Set problem
Reproduce all of the data below line for line, with no changes to any wording, number, or punctuation.

════

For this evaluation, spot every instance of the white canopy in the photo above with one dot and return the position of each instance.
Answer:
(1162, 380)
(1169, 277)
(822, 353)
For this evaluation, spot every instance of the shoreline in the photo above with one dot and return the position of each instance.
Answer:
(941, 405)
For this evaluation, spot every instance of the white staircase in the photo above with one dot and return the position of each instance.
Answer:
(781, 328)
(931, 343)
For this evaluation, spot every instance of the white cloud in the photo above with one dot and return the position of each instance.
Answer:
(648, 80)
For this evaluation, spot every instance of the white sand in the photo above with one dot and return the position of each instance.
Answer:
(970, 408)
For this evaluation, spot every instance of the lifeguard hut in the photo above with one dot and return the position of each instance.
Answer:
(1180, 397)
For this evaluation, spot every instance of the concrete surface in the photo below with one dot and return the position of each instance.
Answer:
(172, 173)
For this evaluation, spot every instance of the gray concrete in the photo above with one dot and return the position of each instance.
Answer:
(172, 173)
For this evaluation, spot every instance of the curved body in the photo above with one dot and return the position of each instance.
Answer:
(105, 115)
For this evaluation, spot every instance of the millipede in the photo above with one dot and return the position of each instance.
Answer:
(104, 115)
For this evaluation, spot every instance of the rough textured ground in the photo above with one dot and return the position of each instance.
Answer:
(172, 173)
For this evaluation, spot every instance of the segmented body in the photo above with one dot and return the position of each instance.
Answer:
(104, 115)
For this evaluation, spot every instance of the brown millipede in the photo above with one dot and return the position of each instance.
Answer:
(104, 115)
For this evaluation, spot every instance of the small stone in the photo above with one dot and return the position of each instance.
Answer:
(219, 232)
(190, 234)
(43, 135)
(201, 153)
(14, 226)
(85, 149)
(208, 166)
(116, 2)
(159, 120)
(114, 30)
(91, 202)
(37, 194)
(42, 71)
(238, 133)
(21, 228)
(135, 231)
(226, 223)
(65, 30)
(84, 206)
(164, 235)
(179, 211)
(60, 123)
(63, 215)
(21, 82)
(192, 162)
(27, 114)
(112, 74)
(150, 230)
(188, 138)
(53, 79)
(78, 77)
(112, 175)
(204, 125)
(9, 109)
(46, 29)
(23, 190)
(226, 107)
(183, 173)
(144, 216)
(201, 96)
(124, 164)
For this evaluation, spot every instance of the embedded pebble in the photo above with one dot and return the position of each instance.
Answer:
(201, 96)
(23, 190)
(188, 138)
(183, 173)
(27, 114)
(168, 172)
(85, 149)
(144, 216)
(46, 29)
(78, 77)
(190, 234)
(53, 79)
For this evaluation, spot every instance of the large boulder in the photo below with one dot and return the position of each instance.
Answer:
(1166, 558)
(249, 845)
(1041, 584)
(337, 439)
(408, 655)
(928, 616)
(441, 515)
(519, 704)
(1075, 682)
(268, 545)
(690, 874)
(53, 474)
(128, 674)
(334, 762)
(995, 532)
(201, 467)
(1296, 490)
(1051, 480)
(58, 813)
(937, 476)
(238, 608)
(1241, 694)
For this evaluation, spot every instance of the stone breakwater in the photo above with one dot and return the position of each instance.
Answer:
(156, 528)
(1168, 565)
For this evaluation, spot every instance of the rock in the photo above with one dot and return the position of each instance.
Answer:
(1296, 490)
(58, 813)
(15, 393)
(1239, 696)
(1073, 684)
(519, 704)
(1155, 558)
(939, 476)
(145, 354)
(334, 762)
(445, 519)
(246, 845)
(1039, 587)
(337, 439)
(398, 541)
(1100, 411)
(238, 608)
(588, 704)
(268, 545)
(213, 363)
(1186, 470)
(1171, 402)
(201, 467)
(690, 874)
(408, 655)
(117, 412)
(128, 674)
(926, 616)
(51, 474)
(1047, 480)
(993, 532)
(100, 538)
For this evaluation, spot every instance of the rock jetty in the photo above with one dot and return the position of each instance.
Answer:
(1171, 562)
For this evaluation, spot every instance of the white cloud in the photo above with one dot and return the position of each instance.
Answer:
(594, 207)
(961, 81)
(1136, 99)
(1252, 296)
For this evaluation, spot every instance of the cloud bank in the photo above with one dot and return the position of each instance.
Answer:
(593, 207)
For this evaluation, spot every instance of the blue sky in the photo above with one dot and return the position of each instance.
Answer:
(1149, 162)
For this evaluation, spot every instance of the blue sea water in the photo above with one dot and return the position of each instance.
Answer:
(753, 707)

════

Problem solution
For this evaluation, spot every instance of the white canopy in the photo above with one dot and return the position of each instance.
Answer:
(1162, 380)
(1169, 277)
(822, 353)
For this evaluation, spot every instance of the shoreline in the photo above with one dot and return the position of each instance.
Answer:
(941, 405)
For this evaluation, spot every instance of the white staircase in the photo above with one dot and return the position of each instance.
Answer:
(781, 328)
(931, 343)
For this evaluation, spot every instance of the white cloud in the photo above with one dot and return the position of each instance.
Answer:
(648, 80)
For this evaluation, spot every instance of the white sand in the photo above with one dot and return the position of each instance.
Answer:
(970, 408)
For this evaluation, spot every instance of the lifeguard hut in the photo above with one dot and return the position of each instance.
Answer:
(1180, 397)
For this evaluation, spot every instance of the concrete surface in the photo below with one dot and return the position of each instance.
Answer:
(172, 173)
For this evaluation, spot every instance of the gray concrete in the photo above with one dot and return the position of each instance.
Answer:
(172, 173)
For this evaluation, spot every instance of the curved body in the photo above with one dot and return the position of each instance.
Answer:
(105, 115)
For this evaluation, spot every instance of the millipede in the photo above with one dot and return the position of each instance.
Answer:
(104, 115)
For this evaluation, spot every instance of the rough textured ground in the photo above with one dot and return the position of each instance.
Answer:
(172, 173)
For this evaluation, spot every instance of the segmented body in the photo above with one dot and return the position of each instance.
Answer:
(104, 115)
For this evaluation, spot every instance of the brown millipede in the photo above with one dot and return the position of each instance.
Answer:
(104, 115)
For this evaluation, spot every instance of the small stone in the photo above with one dot and return the position of each instance.
Answer:
(219, 232)
(190, 234)
(43, 135)
(201, 153)
(14, 226)
(85, 149)
(208, 166)
(116, 2)
(159, 120)
(114, 30)
(91, 202)
(37, 194)
(42, 71)
(238, 133)
(21, 228)
(135, 231)
(226, 223)
(65, 30)
(84, 206)
(164, 235)
(179, 211)
(60, 123)
(63, 215)
(21, 82)
(192, 162)
(27, 114)
(112, 74)
(150, 230)
(188, 138)
(53, 79)
(78, 77)
(112, 175)
(204, 125)
(9, 109)
(46, 29)
(23, 190)
(226, 107)
(183, 173)
(144, 216)
(201, 96)
(124, 164)
For this evaluation, spot every instance of the embedded pebble in the photo above with one dot and return the position of each instance.
Answer:
(201, 96)
(23, 190)
(188, 138)
(183, 173)
(27, 114)
(168, 172)
(85, 149)
(144, 216)
(46, 29)
(78, 77)
(190, 234)
(53, 79)
For this evaluation, spot every instance of the large boulder in the photo below with one dot and return the position of each instance.
Answer:
(1166, 558)
(249, 845)
(1041, 584)
(337, 439)
(408, 655)
(928, 616)
(441, 515)
(519, 704)
(1075, 682)
(268, 545)
(690, 874)
(53, 474)
(128, 674)
(334, 762)
(995, 532)
(201, 467)
(1296, 490)
(1051, 480)
(58, 813)
(937, 476)
(238, 608)
(1241, 694)
For this evaluation, spot every instance of the stone breakwater in the photo above with one dot and return the position of each instance.
Answer:
(156, 528)
(1168, 565)
For this evaluation, spot every instance of the rock in the photo above with one dot and return the position of each instance.
Answer:
(1296, 490)
(58, 813)
(15, 393)
(1239, 696)
(1073, 684)
(519, 704)
(1155, 558)
(939, 476)
(145, 354)
(334, 762)
(445, 519)
(246, 845)
(1039, 587)
(337, 439)
(398, 541)
(1100, 411)
(238, 608)
(588, 704)
(268, 545)
(213, 363)
(1186, 470)
(1171, 402)
(201, 467)
(690, 874)
(408, 655)
(117, 412)
(128, 674)
(926, 616)
(51, 474)
(1047, 480)
(993, 532)
(100, 538)
For this evaluation, spot every instance of the rock jetty in the photo above with one dot and return the position of each instance.
Answer:
(1171, 562)
For this evaluation, spot every instance of the white cloud in the photo above with one dot and return the position of each instance.
Answer:
(594, 207)
(961, 81)
(1136, 99)
(1252, 296)
For this evaluation, spot every instance of the cloud bank in the photo above with one dot and return the position of each instance.
Answer:
(593, 207)
For this evaluation, spot every instance of the blue sky in the photo above with one dot and return the position of each instance.
Answer:
(1149, 162)
For this evaluation, spot every instance of the blue sea water in the photo above with one dot and return the position of each instance.
Answer:
(753, 707)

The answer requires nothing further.